Render all of the entries below as a Markdown table with two columns, Row and Line, giving each line its own numbered row and omitting blank lines.

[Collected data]
┌────────
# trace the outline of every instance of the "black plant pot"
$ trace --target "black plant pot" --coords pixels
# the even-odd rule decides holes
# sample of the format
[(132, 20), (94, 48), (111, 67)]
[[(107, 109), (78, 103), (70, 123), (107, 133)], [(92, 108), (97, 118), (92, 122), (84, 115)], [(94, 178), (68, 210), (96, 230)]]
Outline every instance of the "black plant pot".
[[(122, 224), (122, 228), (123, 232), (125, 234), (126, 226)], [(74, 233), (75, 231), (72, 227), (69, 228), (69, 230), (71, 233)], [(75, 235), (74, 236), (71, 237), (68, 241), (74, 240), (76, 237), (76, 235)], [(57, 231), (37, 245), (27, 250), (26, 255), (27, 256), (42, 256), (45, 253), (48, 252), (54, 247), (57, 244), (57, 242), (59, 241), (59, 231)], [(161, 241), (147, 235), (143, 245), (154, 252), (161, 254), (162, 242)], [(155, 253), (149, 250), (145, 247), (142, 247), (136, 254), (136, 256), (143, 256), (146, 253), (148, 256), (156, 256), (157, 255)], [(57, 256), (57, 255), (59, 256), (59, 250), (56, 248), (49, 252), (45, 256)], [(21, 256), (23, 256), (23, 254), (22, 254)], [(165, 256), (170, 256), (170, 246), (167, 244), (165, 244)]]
└────────
__Completed exercise__.
| Row | Line |
|---|---|
| 1 | # trace the outline of every instance of the "black plant pot" |
| 2 | $ trace --target "black plant pot" --coords pixels |
| 3 | # the even-odd rule decides holes |
| 4 | # sample of the format |
| 5 | [(132, 20), (94, 48), (111, 67)] |
| 6 | [[(107, 109), (78, 103), (70, 123), (107, 133)], [(92, 108), (97, 118), (92, 122), (84, 115)], [(94, 178), (68, 210), (96, 230)]] |
| 7 | Outline every instance of the "black plant pot". |
| 8 | [[(122, 224), (122, 228), (123, 232), (125, 234), (126, 226)], [(74, 233), (75, 231), (72, 227), (69, 228), (69, 230), (71, 233)], [(75, 235), (74, 236), (71, 237), (68, 241), (74, 240), (76, 237), (76, 235)], [(57, 231), (37, 245), (27, 250), (26, 255), (27, 256), (42, 256), (45, 253), (48, 252), (54, 247), (57, 244), (57, 242), (59, 241), (59, 231)], [(161, 241), (147, 235), (143, 245), (154, 252), (161, 254), (162, 242)], [(155, 253), (149, 250), (145, 247), (142, 247), (136, 254), (136, 256), (143, 256), (146, 253), (148, 256), (156, 256), (157, 255)], [(57, 256), (57, 255), (59, 256), (59, 250), (56, 248), (49, 252), (45, 256)], [(21, 256), (23, 256), (23, 254), (22, 254)], [(165, 256), (170, 256), (170, 246), (167, 244), (165, 244)]] |